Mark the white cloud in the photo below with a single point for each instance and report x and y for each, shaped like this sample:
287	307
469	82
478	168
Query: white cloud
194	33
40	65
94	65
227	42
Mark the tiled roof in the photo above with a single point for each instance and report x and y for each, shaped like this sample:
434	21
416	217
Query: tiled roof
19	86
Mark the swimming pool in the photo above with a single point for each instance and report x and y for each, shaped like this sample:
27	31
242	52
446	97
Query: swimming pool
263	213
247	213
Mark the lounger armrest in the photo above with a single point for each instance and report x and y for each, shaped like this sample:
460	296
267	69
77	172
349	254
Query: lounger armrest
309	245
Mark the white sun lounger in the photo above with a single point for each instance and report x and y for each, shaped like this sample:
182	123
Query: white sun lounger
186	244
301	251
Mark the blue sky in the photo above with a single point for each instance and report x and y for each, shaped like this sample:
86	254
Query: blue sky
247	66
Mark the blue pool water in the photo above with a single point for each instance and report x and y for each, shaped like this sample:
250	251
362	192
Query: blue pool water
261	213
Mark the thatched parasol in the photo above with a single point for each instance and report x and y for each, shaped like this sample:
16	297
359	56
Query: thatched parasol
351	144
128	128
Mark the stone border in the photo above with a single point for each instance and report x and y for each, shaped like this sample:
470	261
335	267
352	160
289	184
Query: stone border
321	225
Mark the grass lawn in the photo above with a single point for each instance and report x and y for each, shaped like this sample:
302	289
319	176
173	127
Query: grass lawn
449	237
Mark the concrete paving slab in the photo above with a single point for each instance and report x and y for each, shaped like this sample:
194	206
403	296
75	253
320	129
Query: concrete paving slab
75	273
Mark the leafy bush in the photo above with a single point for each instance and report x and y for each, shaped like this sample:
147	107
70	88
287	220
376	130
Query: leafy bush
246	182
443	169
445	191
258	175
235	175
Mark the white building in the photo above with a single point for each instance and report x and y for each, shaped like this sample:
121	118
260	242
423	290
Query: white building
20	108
--- --- ---
What is being asked — Could you rewrite only the lines of the material between the line holding "Mark the stone" and the end of the material, inclusive, requests included, leaving the requests and their sample values unchanged? In the answers, multiply every x and y coordinate by 1.8 and round to whole numbers, with halves rounded up.

Task result —
Mark the stone border in the photo above with a single point for each instance and report x and y for each, shaped like this sample:
470	261
335	267
352	160
289	184
Query: stone border
578	405
Mark the grass lawn in the photo above with a single point for each instance and report x and y for each, shaped like this sample:
302	289
319	176
173	127
Query: grass lawn
808	427
Mark the concrete paving slab in the photo above with a single point for each instance and report x and y for each, shaped like this sample:
194	206
403	296
75	253
320	129
Query: concrete paving slab
135	491
Mark the leafy bush in the photo above with a single point for each instance and report x and y for each, shaped like this sample:
147	107
70	88
287	220
376	130
Query: leafy bush
443	328
797	304
801	344
464	315
423	315
Mark the white building in the photo above with a single point for each instance and report x and y for each, shaped like this sample:
121	118
260	242
423	290
Query: white building
36	194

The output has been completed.